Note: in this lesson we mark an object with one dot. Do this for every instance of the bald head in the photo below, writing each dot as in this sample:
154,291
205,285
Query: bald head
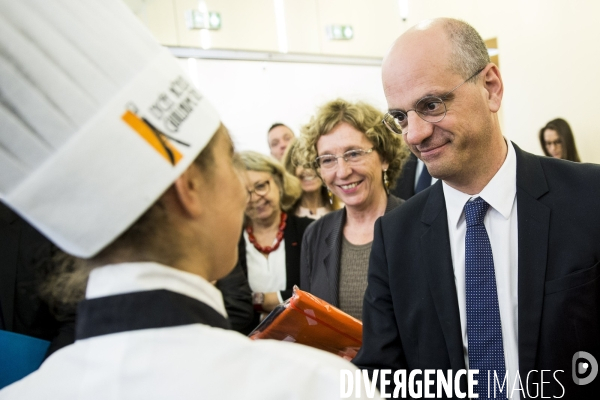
444,93
455,44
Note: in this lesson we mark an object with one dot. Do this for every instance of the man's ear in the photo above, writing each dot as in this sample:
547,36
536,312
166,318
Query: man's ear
187,190
494,86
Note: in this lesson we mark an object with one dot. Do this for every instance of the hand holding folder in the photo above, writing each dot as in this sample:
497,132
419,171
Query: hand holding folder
308,320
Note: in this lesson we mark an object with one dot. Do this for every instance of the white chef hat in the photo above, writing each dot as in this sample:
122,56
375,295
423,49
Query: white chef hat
96,119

WHAT THE TASK REQUIRES
Reproduce the records word for word, starting with the line that contains "of the hand" and going on through the last line of the records above.

PROBLEM SOLUTION
Note: in this lesson we mark an object with one dot. Do this for every instance of the hand holding folder in the photo above, writing each dot as in this sample:
497,132
419,171
Query: hand holding folder
308,320
Note: in this lesson we mark an object with one dot. Do this for every instance of the white chef hat in the photo above, writing each dot as in this sample:
122,56
375,295
423,49
Query: white chef hat
96,119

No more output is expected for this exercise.